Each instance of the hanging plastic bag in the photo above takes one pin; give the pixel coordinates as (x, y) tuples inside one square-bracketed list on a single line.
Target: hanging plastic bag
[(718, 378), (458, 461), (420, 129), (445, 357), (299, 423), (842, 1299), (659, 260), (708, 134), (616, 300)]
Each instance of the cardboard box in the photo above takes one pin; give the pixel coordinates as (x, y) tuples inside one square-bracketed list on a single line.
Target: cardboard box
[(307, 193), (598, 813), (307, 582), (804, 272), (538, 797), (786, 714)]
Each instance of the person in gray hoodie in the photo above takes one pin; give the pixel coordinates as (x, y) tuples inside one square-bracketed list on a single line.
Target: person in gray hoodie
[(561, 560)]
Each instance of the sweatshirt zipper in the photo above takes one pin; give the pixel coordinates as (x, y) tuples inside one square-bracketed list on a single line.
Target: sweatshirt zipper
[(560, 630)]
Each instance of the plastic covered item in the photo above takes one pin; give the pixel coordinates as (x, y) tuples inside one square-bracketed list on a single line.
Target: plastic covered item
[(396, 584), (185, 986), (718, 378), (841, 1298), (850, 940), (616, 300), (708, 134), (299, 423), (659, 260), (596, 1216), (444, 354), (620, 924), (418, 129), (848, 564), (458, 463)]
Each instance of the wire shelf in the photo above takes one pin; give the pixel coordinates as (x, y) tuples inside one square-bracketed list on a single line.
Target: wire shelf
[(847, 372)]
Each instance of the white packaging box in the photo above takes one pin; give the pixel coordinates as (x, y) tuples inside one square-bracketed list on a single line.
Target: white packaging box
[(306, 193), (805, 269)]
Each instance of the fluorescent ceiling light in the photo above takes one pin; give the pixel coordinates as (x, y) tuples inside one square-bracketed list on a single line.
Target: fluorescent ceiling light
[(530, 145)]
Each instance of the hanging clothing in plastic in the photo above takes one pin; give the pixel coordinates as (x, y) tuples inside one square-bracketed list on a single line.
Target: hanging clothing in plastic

------------------------

AIM: Copy out the entries between the lines holding "Each instance of the sweatshirt" and "[(847, 372)]", inclusive, precisely as they appear, and nothing else.

WORKED SOLUTION:
Each instance of the sweatshirt zipper in the photo above takes one pin; give the pixel coordinates as (x, y) tuples inside one square-bracketed list on a single line.
Target: sweatshirt zipper
[(560, 630)]
Each instance of the plastic covered item in the photo above takes one pin; give the pixel coordinates as (x, y) tuples inside one square-bracketed list on a single line.
Target: plastic covered item
[(396, 584), (185, 986), (718, 378), (841, 1298), (850, 940), (616, 300), (708, 134), (299, 423), (659, 260), (596, 1216), (444, 354), (620, 924), (418, 129), (848, 564), (458, 463)]
Each instance of the wire shelf in the photo above takes one pin; give the pixel coordinates as (x, y) tuples inside one square-bracketed list on a single line.
Target: wire shelf
[(847, 372)]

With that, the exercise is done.